» **Set task**
Present the lines below as a numbered list, starting with the line that contains "Reviewer note: confirm one keypoint per instance of the grass" and continuing through the last line, with any blank lines left out.

» **Given records**
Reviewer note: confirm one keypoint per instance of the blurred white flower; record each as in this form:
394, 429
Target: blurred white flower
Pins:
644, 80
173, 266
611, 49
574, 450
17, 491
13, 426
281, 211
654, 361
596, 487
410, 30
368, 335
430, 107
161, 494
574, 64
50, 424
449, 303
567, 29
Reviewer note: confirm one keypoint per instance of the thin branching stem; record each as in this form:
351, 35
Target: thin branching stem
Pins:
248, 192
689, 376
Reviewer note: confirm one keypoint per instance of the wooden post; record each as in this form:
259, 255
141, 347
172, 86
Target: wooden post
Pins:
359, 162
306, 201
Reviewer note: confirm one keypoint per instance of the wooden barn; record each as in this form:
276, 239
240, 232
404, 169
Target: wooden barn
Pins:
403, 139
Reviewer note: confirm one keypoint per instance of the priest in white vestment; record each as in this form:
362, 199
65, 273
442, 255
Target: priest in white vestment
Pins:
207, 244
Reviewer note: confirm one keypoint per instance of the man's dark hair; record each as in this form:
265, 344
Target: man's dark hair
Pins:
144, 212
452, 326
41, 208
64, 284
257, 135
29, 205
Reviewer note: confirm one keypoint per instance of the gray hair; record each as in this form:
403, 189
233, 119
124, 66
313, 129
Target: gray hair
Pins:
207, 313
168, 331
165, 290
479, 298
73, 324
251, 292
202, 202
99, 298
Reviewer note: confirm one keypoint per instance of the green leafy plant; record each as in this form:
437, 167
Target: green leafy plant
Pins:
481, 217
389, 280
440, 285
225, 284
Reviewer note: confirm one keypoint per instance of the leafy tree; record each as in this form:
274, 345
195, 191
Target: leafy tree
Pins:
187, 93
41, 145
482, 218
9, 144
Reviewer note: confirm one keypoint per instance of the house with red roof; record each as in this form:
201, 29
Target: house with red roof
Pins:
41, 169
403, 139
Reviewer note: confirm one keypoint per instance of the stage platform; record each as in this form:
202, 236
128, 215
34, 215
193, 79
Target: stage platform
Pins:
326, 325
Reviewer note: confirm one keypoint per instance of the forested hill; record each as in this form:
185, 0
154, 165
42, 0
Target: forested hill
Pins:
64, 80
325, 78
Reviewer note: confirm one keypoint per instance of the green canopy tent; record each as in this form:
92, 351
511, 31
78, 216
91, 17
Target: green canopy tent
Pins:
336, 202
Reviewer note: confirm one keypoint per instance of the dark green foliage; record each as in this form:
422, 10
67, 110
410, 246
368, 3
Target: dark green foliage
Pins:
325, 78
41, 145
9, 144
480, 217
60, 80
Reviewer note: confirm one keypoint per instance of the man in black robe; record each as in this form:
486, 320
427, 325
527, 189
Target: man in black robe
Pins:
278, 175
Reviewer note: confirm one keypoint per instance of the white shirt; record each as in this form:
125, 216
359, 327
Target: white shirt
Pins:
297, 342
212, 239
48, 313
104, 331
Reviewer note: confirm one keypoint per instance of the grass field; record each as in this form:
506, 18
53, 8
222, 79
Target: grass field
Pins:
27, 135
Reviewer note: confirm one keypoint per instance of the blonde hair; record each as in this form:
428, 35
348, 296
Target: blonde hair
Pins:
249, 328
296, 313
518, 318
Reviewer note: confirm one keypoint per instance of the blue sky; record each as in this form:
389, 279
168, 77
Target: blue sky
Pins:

» **Correct answer**
1. Reviewer note: confirm one keypoint per instance of the grass field; record each as in this form:
2. 506, 18
3. 53, 8
4. 222, 79
5. Target: grass field
6. Pins:
7. 27, 135
8. Reviewer note: confirm one keypoint per instance of the blonde hair; record each as in this form:
9. 428, 35
10. 348, 296
11. Target: blonde hair
12. Pins:
13. 249, 328
14. 296, 313
15. 518, 318
16. Reviewer note: confirm one keypoint per instance of the blue sky; record each as in this form:
17. 389, 279
18. 168, 77
19. Target: blue sky
20. Pins:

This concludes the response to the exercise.